[Opening EXCERPT TO READ section]

~ by Carol Vartuli
For seniors, physical therapy can play a role in maintaining strength and flexibility. It can help them remain independent and agile as we age. We should not just think about physical therapy following an injury or illness.
October is National Physical Therapy Month—a time for raising awareness of the benefits of PT.
Most people associate physical therapy with a period of recuperation after surgery or orthopedic injury. But for seniors, PT also plays a significant preventive role.
According to the Centers for Disease Control and Prevention (CDC) a third of all people over the age of 65 fall each year, making it the leading cause of injury in seniors. Every year, tens of thousands of older people are hospitalized with hip fractures. As many as 20 percent of them die within a year of the injury, while the rest never return to their prior level of function.
As we age, our bodies undergo a natural decline in flexibility, strength and balance, making it harder to maintain desired activity levels, and making us prone to falls. The National Institutes of Health cites physical therapy as a means to mitigate those losses, as well as to increase overall fitness. Fitness equates to independence.
The Osborn’s Director of Rehabilitation Services, Robert D’Elia, says, “In a retirement community we are an ally for our residents in independent living, assisted living, and nursing care, as well those who suffer major medical events. Our major concern is falls, and managing the changes that occur with aging.”
Rehab services at The Osborn include physical therapy, occupational therapy and speech therapy. Together, these services treat a span of ailments that commonly affect people in their senior years: cardio-pulmonary rehab; speech and movement disorders associated with Parkinson’s disease; and orthopedic issues.
“A lot residents experience chronic pain,” adds D’Elia. “Having lived a full, active life tends to leave you with aches and pains from repeated use. You earned those from being active -- a wonderful thing -- but you do have to live with them.”
Physical therapy can help control the pain of many age-related problems, like arthritis and fatigue. D’Elia’s therapists consult with a pain management physician twice a week on campus. “That, plus therapy,” says D’Elia, “provides a way to manage pain and maintain current levels of function, without falling into the trap of medication dependency.”
Osborn therapists are trained in geriatrics, and treat all the disorders that affect seniors. Among the 10 inpatient, and seven outpatient therapists, there are specialists in orthopedic and neurological disorders, movement and speech disorders and cardio-pulmonary issues.
About 500 people are admitted for inpatient rehabilitation at The Osborn Pavilion each year. Most of them are not residents, but choose The Osborn for their short-term therapy after acute care in hospitals. Residents who need inpatient therapy have the advantage of being seen by the same therapist on an outpatient basis.
Outpatient physical, occupational and speech therapy this year will see nearly 6,000 patient visits.
At The Osborn, “therapists are not just there for major events,” explains D’Elia. “We work with our residents over time, in order to monitor changes and play a preventive role in our approach to strength and balance. We focus on keeping them healthy—not just reacting to events that occur.”
Proactive monitoring also includes residents in Memory Care who may not be able to report their physical issues. Osborn therapists regularly assess balance and mobility, using objective measurements to help predict patients’ risk of falling, and avoid potential injury.
Therapy at The Osborn is actually a way of life. As D’Elia sums it up: “We want to be involved in residents’ lives everyday, as much as food service! We want to know who you are, and we want to work to keep you as active and healthy as possible.
“Our team is grateful for the environment created by The Osborn’s leadership team. It’s an environment where we can deliver our services in the most ethically and clinically appropriate way.”
Bottom line: “This is a place therapists love to work.”

[Closing EXCERPT TO READ section]
[Opening RECORD EXTRACTS section]

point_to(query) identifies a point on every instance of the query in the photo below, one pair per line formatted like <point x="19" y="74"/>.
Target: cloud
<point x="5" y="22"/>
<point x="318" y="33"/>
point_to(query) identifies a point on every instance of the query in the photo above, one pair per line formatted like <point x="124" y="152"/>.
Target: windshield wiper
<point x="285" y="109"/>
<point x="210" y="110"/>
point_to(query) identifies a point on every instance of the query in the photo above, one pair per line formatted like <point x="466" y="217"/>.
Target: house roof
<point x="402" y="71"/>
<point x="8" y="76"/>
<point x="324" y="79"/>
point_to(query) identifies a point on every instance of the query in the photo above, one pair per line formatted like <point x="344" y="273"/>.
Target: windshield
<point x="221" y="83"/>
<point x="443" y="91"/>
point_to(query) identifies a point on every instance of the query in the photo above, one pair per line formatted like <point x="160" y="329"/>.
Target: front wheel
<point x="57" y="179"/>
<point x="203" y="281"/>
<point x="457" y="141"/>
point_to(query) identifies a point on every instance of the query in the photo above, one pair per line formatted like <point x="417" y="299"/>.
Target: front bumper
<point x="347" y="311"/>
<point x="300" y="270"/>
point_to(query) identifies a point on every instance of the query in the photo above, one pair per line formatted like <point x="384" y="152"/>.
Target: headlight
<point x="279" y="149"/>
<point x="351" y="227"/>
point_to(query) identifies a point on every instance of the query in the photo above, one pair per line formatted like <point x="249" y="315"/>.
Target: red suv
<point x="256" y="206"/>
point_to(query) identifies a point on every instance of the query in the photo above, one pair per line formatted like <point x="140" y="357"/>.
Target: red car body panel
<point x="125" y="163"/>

[Closing RECORD EXTRACTS section]

• **EXERCISE DESCRIPTION**:
Reproduce everything in the article on physical therapy for seniors from "Most people associate" down to "significant preventive role.", word for word.

• **OUTPUT BELOW**:
Most people associate physical therapy with a period of recuperation after surgery or orthopedic injury. But for seniors, PT also plays a significant preventive role.